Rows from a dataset
::::

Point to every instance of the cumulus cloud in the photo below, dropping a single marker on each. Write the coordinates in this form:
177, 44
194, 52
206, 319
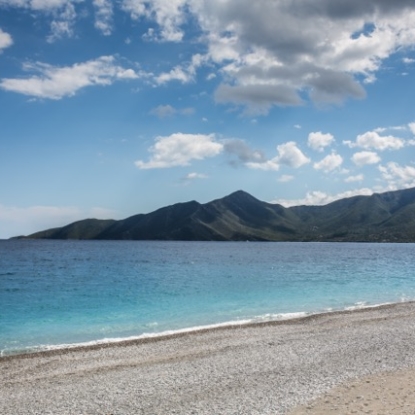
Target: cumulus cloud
61, 13
54, 82
180, 149
372, 140
285, 178
103, 16
241, 153
318, 140
365, 157
288, 154
5, 40
182, 73
168, 14
268, 64
340, 47
329, 163
398, 176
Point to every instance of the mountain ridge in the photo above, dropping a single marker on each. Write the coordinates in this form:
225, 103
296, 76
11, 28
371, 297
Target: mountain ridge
381, 217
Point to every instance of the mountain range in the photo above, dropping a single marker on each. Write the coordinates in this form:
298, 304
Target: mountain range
385, 217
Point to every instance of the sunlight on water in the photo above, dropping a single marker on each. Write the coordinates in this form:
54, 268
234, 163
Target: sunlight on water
67, 292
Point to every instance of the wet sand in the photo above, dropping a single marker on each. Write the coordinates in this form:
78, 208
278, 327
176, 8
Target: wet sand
339, 362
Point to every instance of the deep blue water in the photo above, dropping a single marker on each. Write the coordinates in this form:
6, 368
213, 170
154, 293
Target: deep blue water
66, 292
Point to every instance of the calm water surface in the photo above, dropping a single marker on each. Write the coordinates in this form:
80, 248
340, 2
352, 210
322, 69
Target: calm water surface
54, 293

::::

▸ **WHAT THE TASK ASKS**
Repeat every one of the rows above word for word, leaving the pictures out of your answer.

▸ **REPLY**
Point to every instance of the cumulus cloud in the photo below, dropping a single marker on each. Write the coordinates in this form:
177, 44
194, 52
206, 319
Target: cumulus cloud
61, 13
54, 82
180, 149
372, 140
285, 178
103, 16
241, 153
318, 140
365, 157
288, 154
5, 40
182, 73
168, 14
268, 64
340, 47
329, 163
398, 176
Point to every instance of the mountain ridge in the photo above, dropping a single marker on each. Write the coordinates in this form:
225, 103
296, 76
11, 28
371, 297
Target: mountain ridge
381, 217
Point to every instance of the mountain range in the photo above, dropping a single marker on each. Write the coordinates in this form:
298, 304
Target: mountain range
385, 217
Point to every instance of the sunlight on water in the photo above, dropping a single marker on each. Write the coordinates in this form:
54, 268
234, 163
Target: sunlight on water
67, 292
Point to every instance of the wet sand in the photo above, dropping a single marker on each. Write the coordinates in this form:
78, 208
278, 327
176, 8
Target: wet sand
339, 362
Point to every instance of the deep blue water in the photo above, dropping a single marker on each. Write the coordinates in this form:
6, 368
213, 170
154, 293
Target: deep blue water
66, 292
Point to every instance of the calm water surface in the photo above, dropping a single marker on each. Write the coordinates in this form:
80, 248
340, 2
352, 210
322, 69
Target: calm water surface
54, 293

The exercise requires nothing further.